* **TASK OBJECTIVE**:
Within the records below, how many lines hold the string "floor"? State that number and nothing else.

Data extracted from a collection:
☆ ☆ ☆ ☆

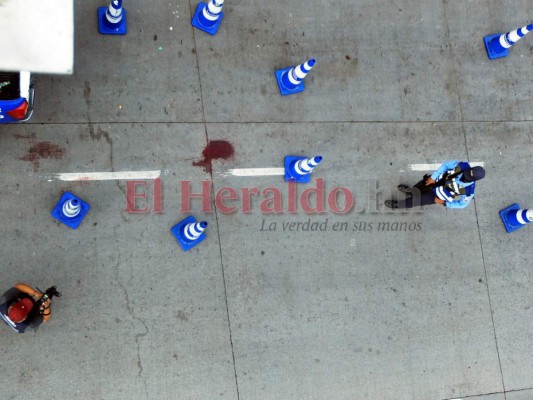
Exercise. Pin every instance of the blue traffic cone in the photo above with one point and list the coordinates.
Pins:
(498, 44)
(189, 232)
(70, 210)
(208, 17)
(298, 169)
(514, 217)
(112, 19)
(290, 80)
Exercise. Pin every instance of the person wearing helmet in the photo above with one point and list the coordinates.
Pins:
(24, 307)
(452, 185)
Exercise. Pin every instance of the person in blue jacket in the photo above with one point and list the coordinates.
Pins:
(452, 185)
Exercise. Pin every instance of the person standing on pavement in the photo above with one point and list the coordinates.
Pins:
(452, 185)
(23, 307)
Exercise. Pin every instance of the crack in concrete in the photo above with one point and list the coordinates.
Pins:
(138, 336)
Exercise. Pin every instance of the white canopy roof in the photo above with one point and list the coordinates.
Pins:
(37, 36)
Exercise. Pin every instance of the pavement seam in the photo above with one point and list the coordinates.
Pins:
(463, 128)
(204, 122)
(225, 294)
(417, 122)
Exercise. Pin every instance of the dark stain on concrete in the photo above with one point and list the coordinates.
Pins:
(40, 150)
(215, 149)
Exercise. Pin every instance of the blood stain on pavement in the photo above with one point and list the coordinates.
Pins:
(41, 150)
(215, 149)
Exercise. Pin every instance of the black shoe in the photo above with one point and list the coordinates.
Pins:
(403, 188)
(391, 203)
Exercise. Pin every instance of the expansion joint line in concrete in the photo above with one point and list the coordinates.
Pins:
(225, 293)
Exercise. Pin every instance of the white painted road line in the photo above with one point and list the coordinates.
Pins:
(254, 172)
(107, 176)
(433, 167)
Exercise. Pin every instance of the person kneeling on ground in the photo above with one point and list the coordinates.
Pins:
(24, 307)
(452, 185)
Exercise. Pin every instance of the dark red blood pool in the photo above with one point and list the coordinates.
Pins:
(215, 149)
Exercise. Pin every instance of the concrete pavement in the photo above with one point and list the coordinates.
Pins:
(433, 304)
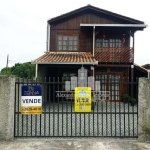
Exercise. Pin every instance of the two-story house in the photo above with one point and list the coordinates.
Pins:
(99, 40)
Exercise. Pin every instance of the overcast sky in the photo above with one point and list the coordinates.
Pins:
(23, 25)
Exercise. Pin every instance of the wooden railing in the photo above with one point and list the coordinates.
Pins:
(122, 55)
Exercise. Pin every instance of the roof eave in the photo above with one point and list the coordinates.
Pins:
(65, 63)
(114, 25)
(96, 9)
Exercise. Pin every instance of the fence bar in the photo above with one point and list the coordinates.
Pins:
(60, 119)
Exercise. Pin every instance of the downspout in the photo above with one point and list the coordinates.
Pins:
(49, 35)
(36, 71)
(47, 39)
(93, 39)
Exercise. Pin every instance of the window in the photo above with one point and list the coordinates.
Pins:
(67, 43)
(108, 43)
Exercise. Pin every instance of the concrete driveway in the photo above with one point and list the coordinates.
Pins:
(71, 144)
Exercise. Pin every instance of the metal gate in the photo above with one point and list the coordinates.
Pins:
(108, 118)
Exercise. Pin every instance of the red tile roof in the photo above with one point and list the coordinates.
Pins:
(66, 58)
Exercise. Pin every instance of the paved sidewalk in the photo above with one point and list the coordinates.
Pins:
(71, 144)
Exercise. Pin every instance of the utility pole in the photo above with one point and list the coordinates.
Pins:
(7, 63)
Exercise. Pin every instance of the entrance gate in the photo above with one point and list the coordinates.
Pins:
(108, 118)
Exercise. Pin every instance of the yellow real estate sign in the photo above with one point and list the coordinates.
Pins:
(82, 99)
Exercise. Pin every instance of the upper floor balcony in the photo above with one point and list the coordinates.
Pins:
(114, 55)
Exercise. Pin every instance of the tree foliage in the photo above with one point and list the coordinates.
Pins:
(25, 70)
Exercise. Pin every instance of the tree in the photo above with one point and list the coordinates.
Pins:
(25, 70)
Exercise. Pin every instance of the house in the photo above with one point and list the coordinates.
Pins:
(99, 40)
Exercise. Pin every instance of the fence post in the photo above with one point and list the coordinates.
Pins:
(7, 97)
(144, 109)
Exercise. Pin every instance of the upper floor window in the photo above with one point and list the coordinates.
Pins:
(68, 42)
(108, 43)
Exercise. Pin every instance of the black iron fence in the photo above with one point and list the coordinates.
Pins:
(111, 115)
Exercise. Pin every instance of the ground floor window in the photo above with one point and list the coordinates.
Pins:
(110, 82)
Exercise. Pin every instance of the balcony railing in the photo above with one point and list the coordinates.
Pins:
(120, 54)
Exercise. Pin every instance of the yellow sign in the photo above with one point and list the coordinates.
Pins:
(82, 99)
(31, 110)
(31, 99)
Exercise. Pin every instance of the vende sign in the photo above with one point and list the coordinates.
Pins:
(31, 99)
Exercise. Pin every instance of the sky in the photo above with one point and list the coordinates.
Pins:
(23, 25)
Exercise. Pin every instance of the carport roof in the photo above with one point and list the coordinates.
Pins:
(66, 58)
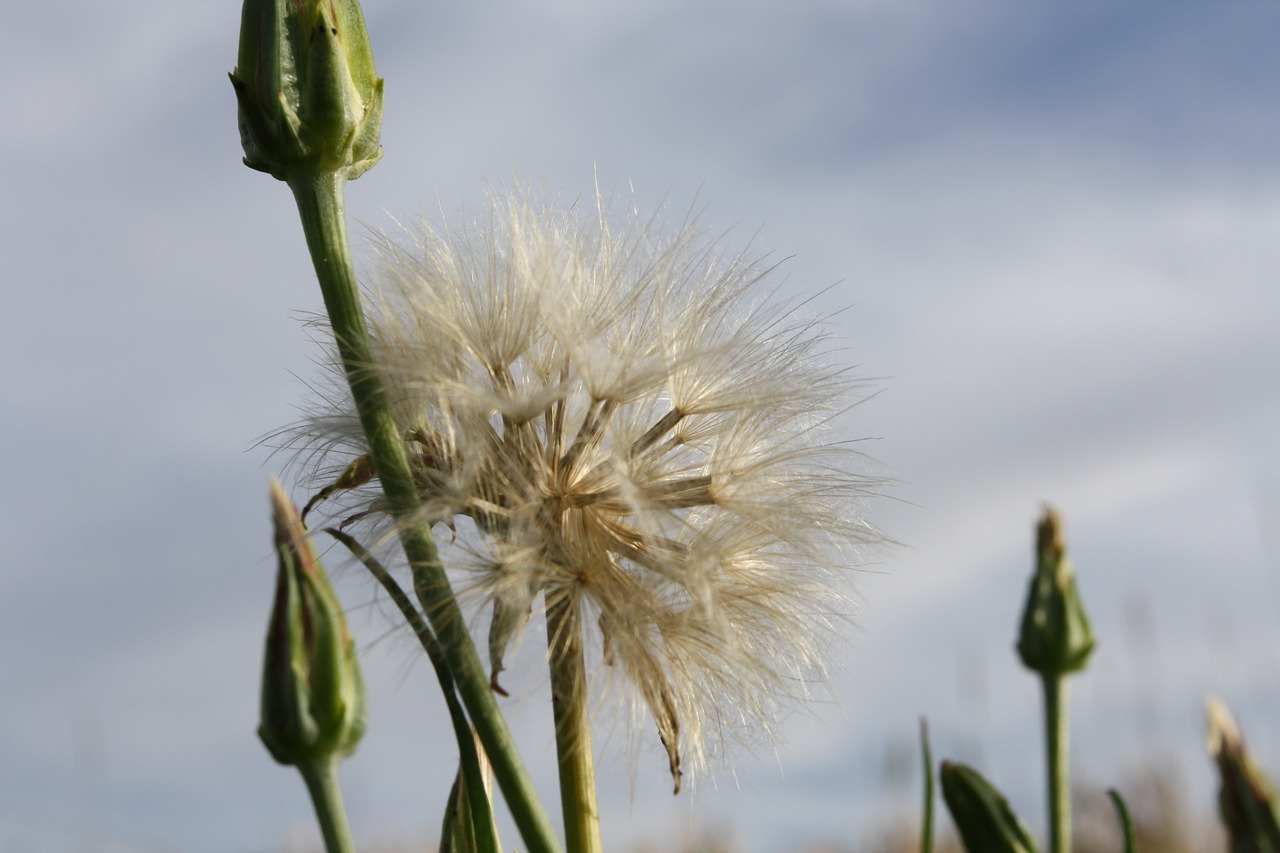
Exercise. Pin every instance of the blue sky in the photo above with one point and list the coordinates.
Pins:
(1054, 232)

☆ ☆ ☆ ☆

* **SOLUTION FOR THIS PROBLEM**:
3